[Start of section]

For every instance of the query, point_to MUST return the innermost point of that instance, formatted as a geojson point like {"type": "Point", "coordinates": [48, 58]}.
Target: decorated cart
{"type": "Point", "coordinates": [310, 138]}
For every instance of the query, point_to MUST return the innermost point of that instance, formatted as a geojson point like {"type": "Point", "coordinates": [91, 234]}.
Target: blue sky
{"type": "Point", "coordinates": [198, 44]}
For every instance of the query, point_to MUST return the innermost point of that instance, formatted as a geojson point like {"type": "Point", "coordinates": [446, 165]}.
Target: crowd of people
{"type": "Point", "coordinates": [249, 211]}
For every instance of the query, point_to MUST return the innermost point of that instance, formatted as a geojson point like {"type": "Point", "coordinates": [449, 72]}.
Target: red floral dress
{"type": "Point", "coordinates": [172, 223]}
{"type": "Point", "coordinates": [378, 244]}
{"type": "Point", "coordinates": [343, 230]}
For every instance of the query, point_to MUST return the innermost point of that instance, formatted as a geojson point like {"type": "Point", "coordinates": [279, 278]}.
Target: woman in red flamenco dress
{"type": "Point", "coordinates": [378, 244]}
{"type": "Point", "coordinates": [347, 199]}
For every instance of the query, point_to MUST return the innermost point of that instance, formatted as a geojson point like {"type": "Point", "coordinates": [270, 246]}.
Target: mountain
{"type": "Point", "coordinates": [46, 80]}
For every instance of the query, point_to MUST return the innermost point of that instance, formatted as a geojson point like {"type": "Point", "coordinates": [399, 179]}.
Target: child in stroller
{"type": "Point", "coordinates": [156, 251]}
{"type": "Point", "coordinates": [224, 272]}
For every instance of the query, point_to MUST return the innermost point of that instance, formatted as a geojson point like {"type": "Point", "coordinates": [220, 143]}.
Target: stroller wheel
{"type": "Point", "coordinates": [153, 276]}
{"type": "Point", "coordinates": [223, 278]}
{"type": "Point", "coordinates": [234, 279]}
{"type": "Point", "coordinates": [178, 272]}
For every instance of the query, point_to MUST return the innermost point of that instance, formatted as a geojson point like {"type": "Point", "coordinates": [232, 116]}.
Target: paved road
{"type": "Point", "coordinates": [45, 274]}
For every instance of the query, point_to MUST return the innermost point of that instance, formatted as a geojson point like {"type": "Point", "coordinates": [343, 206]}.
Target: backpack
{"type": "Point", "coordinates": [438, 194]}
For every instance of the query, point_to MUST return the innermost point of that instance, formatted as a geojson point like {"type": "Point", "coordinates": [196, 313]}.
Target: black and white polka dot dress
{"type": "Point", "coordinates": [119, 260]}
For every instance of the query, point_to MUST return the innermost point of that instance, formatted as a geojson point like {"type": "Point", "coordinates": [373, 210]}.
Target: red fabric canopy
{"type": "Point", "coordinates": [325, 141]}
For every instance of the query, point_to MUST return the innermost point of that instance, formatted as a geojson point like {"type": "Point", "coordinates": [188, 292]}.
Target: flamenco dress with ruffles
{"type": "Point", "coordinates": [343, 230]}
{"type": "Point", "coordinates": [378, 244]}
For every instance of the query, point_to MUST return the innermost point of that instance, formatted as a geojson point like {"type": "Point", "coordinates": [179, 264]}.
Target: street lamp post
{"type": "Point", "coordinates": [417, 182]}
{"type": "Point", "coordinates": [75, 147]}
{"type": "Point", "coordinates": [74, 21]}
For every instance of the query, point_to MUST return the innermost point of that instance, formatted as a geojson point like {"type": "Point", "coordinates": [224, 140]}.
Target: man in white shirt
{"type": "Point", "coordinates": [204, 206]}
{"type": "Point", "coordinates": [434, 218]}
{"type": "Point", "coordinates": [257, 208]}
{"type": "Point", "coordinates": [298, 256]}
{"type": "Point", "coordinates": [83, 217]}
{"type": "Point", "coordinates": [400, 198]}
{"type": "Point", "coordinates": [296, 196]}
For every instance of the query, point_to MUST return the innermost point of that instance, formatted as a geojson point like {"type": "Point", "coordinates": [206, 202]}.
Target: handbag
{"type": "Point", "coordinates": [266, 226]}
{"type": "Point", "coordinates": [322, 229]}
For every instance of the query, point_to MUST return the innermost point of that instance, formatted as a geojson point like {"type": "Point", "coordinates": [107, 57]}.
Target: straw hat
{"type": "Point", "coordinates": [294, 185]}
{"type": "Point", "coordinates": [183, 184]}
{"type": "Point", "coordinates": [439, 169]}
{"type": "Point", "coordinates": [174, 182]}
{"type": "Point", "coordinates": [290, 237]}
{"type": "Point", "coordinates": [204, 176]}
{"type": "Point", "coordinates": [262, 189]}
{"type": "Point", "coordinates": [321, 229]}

[End of section]

DESCRIPTION OF THE TASK:
Word for word, quote all of the data above.

SOLUTION FOR THIS PROBLEM:
For every instance of the query, point_to MUST return the innermost point of that instance, formatted as a geojson point like {"type": "Point", "coordinates": [48, 58]}.
Target: decorated cart
{"type": "Point", "coordinates": [310, 138]}
For every instance of the query, point_to MUST return the innermost point of that instance, formatted as a geojson point like {"type": "Point", "coordinates": [91, 234]}.
Target: blue sky
{"type": "Point", "coordinates": [198, 44]}
For every instance of the query, point_to MUST return the innermost point of that instance, formatted as a geojson point like {"type": "Point", "coordinates": [446, 165]}.
Target: crowd of people
{"type": "Point", "coordinates": [249, 211]}
For every instance of the query, point_to MUST return the innermost point of that instance, formatted as a geojson point like {"type": "Point", "coordinates": [449, 72]}.
Target: red floral dress
{"type": "Point", "coordinates": [172, 223]}
{"type": "Point", "coordinates": [378, 244]}
{"type": "Point", "coordinates": [343, 230]}
For every instance of the query, point_to MUST return the innermost point of that instance, formatted as a geojson point like {"type": "Point", "coordinates": [279, 278]}.
Target: woman in red flamenco dress
{"type": "Point", "coordinates": [378, 244]}
{"type": "Point", "coordinates": [347, 199]}
For every instance of the query, point_to MUST return the innermost point of that instance, formatted as a geojson point like {"type": "Point", "coordinates": [270, 246]}.
Target: mountain
{"type": "Point", "coordinates": [46, 80]}
For every instance of the query, point_to MUST return the innermost point of that instance, formatted as a geojson point like {"type": "Point", "coordinates": [399, 179]}.
Target: child in stroller
{"type": "Point", "coordinates": [156, 251]}
{"type": "Point", "coordinates": [224, 272]}
For every instance of the query, point_to MUST return the innermost point of that instance, formatted as a geojson point like {"type": "Point", "coordinates": [220, 143]}.
Target: stroller wheel
{"type": "Point", "coordinates": [153, 276]}
{"type": "Point", "coordinates": [223, 278]}
{"type": "Point", "coordinates": [234, 279]}
{"type": "Point", "coordinates": [178, 272]}
For every instance of the query, point_to MUST return the innermost point of that instance, formatted as a geojson point like {"type": "Point", "coordinates": [232, 116]}.
Target: paved road
{"type": "Point", "coordinates": [45, 274]}
For every instance of the query, point_to MUST return the innermost point of that instance, formatted as a geojson point like {"type": "Point", "coordinates": [343, 206]}.
Target: backpack
{"type": "Point", "coordinates": [438, 194]}
For every instance of the query, point_to MUST return the innermost point of that instance, formatted as a geojson point like {"type": "Point", "coordinates": [196, 313]}.
Target: black and white polka dot dress
{"type": "Point", "coordinates": [119, 260]}
For every instance of the query, point_to MUST return the innermost point of that instance, formatted as a geojson point like {"type": "Point", "coordinates": [373, 210]}.
Target: red fabric canopy
{"type": "Point", "coordinates": [325, 141]}
For every instance of the query, point_to MUST return the innermost point of that instance, formatted as a geojson point like {"type": "Point", "coordinates": [188, 292]}.
Target: flamenco dress with ruffles
{"type": "Point", "coordinates": [343, 230]}
{"type": "Point", "coordinates": [378, 244]}
For every instance of the query, point_to MUST return the innermost point of that instance, formatted as a geojson point like {"type": "Point", "coordinates": [179, 264]}.
Target: street lamp post
{"type": "Point", "coordinates": [417, 182]}
{"type": "Point", "coordinates": [75, 147]}
{"type": "Point", "coordinates": [74, 21]}
For every instance of the query, point_to MUST return the innermost point of that instance, formatted as a geojson point like {"type": "Point", "coordinates": [224, 140]}.
Target: man in white shirt
{"type": "Point", "coordinates": [204, 206]}
{"type": "Point", "coordinates": [434, 218]}
{"type": "Point", "coordinates": [257, 208]}
{"type": "Point", "coordinates": [298, 256]}
{"type": "Point", "coordinates": [83, 217]}
{"type": "Point", "coordinates": [400, 198]}
{"type": "Point", "coordinates": [296, 196]}
For every instance of the query, point_to MUST return the innermost point of that instance, formatted as a geojson point like {"type": "Point", "coordinates": [206, 202]}.
Target: handbag
{"type": "Point", "coordinates": [266, 226]}
{"type": "Point", "coordinates": [322, 229]}
For every instance of the query, point_to MUST return the innermost point of that instance, formatted as a geojson point like {"type": "Point", "coordinates": [107, 57]}.
Target: straw hat
{"type": "Point", "coordinates": [294, 185]}
{"type": "Point", "coordinates": [183, 184]}
{"type": "Point", "coordinates": [439, 169]}
{"type": "Point", "coordinates": [174, 182]}
{"type": "Point", "coordinates": [290, 237]}
{"type": "Point", "coordinates": [204, 176]}
{"type": "Point", "coordinates": [262, 189]}
{"type": "Point", "coordinates": [321, 229]}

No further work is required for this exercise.